* [What this task involves]:
Can you write out the listing below again, starting at the line containing "Field log: drop a marker on each instance of the glass" and ending at the end of the listing, keeping the requests unchanged but multiplying every x, y coordinate in the answers by 0.8 and rounding to whole numbers, with halves rounded up? Return only those lines.

* [Data records]:
☆ ☆ ☆

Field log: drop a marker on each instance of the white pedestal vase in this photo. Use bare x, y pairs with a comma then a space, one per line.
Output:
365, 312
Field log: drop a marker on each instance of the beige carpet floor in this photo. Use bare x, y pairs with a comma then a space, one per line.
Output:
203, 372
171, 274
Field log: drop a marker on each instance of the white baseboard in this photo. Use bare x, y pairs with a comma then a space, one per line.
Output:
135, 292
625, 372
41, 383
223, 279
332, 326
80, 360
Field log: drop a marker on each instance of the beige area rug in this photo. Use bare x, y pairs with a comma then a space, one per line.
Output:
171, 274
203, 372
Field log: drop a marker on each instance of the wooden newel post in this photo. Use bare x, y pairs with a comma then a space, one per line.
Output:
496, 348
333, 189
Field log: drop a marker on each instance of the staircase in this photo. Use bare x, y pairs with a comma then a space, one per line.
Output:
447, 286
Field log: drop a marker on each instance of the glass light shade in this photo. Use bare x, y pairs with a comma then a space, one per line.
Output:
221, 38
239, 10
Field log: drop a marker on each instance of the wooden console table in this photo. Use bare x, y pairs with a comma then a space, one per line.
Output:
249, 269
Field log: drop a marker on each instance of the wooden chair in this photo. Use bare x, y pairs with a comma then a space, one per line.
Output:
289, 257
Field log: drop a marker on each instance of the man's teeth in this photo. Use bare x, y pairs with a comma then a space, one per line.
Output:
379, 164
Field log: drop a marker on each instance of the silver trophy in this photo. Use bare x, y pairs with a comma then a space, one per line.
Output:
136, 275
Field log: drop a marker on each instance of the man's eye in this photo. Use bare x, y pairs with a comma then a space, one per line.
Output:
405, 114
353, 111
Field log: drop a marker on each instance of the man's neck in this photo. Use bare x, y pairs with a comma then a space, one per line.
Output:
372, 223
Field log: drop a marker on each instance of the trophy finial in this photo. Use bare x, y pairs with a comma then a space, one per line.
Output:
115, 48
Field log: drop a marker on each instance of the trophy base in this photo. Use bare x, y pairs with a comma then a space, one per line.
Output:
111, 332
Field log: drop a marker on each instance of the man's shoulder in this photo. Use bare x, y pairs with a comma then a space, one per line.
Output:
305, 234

☆ ☆ ☆

* [Exercise answer]:
Field log: drop a marker on each instance of the glass light shade in this photo. Use bare x, y pairs with a comma then a space, one per line.
Output:
177, 30
191, 8
Field log: drop a marker on each instance of the wooden console table in this photo. Use bare x, y pairs with a comma then a space, one per line.
Output:
199, 215
Field log: drop a marker on each instance of the wooden chair in this photo. Use bare x, y pairs with a comma then a space, one per line.
Output:
231, 206
Field log: drop a marker on each instance of the man's teeth in this photo. Use bare x, y pairs with a comma then a space, one per line.
Output:
303, 131
Field log: drop a marker on each instance of the silver trophy in this photo. Use bare x, y pairs with a comma then a space, one per line.
Output:
109, 220
Field log: drop a marker on each instance of the man's eye in this photo. Use bare x, y pairs with a comma then a space, one per line.
Output:
324, 91
282, 89
Field log: drop a marker on each instance of the man's neck in this photo. Use bare x, y pairs with a comma then a space, one per line.
Output:
298, 178
Field log: drop a marker on each instance of the trophy finial in this photo. Use bare x, y pairs with a comma then a space, one per line.
Output:
92, 38
Field log: drop a marker on each instance of the trophy base in this photo. Use bare x, y pairs with a comma then a space, one per line.
Output:
89, 266
Field log: drop a marker on each instance of the man's shoulder in this photo. Use bare x, y pairs with a comma then a space, one per line.
Output:
244, 187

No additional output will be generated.